◆ AIM: Write out all of the data below word for word, omitting the pictures.

Region labeling records
------------------------

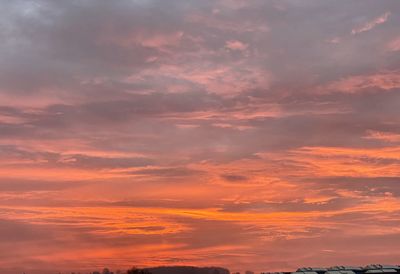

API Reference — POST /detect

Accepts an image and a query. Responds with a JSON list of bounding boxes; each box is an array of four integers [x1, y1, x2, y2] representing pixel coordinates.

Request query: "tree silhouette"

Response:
[[126, 267, 151, 274]]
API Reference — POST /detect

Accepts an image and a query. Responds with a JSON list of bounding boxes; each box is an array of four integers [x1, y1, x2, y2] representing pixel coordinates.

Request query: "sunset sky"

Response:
[[0, 0, 400, 274]]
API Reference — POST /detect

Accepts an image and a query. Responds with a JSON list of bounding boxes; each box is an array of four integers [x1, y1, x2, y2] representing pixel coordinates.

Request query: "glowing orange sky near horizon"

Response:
[[0, 0, 400, 274]]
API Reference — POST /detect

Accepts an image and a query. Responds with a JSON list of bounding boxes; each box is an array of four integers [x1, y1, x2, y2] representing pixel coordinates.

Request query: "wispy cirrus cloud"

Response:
[[0, 0, 400, 274]]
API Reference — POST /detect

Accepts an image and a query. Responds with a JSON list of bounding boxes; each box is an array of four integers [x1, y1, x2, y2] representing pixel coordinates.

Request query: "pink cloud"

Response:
[[351, 12, 390, 35]]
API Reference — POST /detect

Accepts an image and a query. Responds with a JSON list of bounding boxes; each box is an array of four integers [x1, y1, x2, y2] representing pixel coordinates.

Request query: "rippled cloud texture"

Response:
[[0, 0, 400, 273]]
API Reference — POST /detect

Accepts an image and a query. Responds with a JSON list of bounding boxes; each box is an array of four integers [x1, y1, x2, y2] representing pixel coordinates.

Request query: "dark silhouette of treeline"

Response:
[[59, 266, 230, 274]]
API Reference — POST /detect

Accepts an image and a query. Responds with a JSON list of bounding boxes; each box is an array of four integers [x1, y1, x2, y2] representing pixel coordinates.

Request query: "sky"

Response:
[[0, 0, 400, 274]]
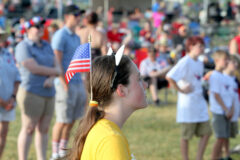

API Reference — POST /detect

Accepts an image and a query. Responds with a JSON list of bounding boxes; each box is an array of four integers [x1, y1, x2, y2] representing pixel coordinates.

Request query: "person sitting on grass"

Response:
[[166, 37, 212, 160]]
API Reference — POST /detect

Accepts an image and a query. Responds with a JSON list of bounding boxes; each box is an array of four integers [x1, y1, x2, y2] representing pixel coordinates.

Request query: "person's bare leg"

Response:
[[0, 121, 9, 159], [212, 138, 224, 160], [181, 139, 189, 160], [61, 121, 75, 140], [35, 115, 52, 160], [222, 139, 230, 157], [18, 114, 39, 160], [52, 122, 65, 157], [149, 78, 158, 101], [196, 135, 210, 160]]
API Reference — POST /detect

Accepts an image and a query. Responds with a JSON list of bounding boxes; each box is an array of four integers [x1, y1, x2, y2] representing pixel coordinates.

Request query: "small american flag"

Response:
[[65, 43, 91, 83]]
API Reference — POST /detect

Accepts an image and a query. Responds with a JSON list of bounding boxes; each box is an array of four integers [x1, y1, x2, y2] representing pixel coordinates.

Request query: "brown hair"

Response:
[[86, 12, 98, 25], [186, 36, 204, 52], [212, 50, 229, 63], [66, 55, 132, 160]]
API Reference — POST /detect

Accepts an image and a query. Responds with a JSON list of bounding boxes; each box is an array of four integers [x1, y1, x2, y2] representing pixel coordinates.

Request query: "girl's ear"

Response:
[[116, 84, 127, 97], [107, 47, 113, 56]]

------------------------

◆ TASK SOLUTION:
API Reference — POST /detect

Accepts an image and a query. Responds with a JSON list of bounding boxes; each box is an array of four integers [x1, y1, x2, y2] representing pixel coordinates.

Request query: "tree silhouette"

Response:
[[126, 267, 151, 274]]
API Reference — POST /detect

Accepts an image and a query. Responds with a JSON list of bounding boxes; each box is an array of four integers [x1, y1, x2, y2] representing pixel coordinates.

Request query: "sunset sky"

Response:
[[0, 0, 400, 274]]
API Reference — POST /detect

Accepts an image and a query. Responds with a JSON list of bounding boxes; each box is an array of four integers [x1, y1, x2, y2] representing pixel coordinates.

Request query: "glowing orange sky near horizon"

Response:
[[0, 0, 400, 274]]
API Reference — POST /detect

Accepts an image and a query. Responds with a JSON list of bounding boxes; each box is an array of four integers [x1, y1, x2, y2] representing pixel coordinates.

Request query: "wispy cirrus cloud"

Response:
[[0, 0, 400, 274]]
API Reference — POST /detect

Accepts an image and a query. Responds with a JSON list of bounding boxes; each box is an array of four integers [x1, y1, x2, y2] representing pixel coordinates.

Request query: "pink cloud"

Response:
[[351, 12, 390, 35]]
API Reference — POST /detect

Accepts an image and a query. Responds with a JSON list of bounding boxes; each box is an array of four integers [x1, y1, x2, y2] representing pixel coordinates.

Request query: "rippled cloud texture"

Response:
[[0, 0, 400, 273]]
API Reference — POST /detect

Accepts an image and a query. Responds with a JSON list of bounding boxes; each box is an array of four integers [x1, y1, x2, y2] representing pixel coordinates.

Request query: "dark silhouette of treeline"

Response:
[[59, 266, 230, 274]]
API Reference — POST /detect

Accepts an image and a query. Responds with a JSON list of bounding boxes; each box is an array of four integers [x1, y1, x2, y2] representing pixel coordinates.

Request query: "sky"

Response:
[[0, 0, 400, 274]]

API Reference — POST /detect

Accepts an image and a query. Responds with a JSON list of bounding boxes; each box is an array of four integers [x1, y1, x2, y2] representing pixel coordinates.

Request query: "person sitting on grass"

Response:
[[166, 37, 212, 160]]
API Reference — POST /detect

Accepts an image and a query. Responds with a JSON list of bounding boxes; each box is an array of four integers [x1, y1, x2, y2] representing pixel coordinates.

Request query: "person's bare leg"

Response:
[[0, 121, 9, 159], [212, 138, 224, 160], [181, 139, 189, 160], [61, 121, 75, 140], [35, 115, 52, 160], [222, 139, 230, 157], [18, 114, 39, 160], [52, 122, 65, 157], [149, 78, 158, 101], [196, 135, 210, 160]]
API Reference — POST /detect

Accepts an image and a query. Responds with a JSON list of bounding boxes; each box is an array of four integers [x1, y1, x2, y2] representing pixel coordinates.

Request query: "small american flag"

Response:
[[65, 43, 91, 83]]
API Reference — POST /detect

Accepts an image and a query. Responds with a JSON list of bounding boxes; each box is an array of four integers [x1, y1, x2, y2] representing pixel coordinates.

Request query: "brown hair"

Response:
[[86, 12, 98, 25], [186, 36, 204, 52], [212, 50, 229, 63], [66, 55, 132, 160]]
API Reference — POST /detect

Accepts an image and a query. Responds with a JSON list of bounding boxes; each box is an array of four integers [x1, y1, x2, y2] representing pixel coordinates.

Request query: "girl's ear"

Response:
[[116, 84, 127, 97], [107, 47, 113, 56]]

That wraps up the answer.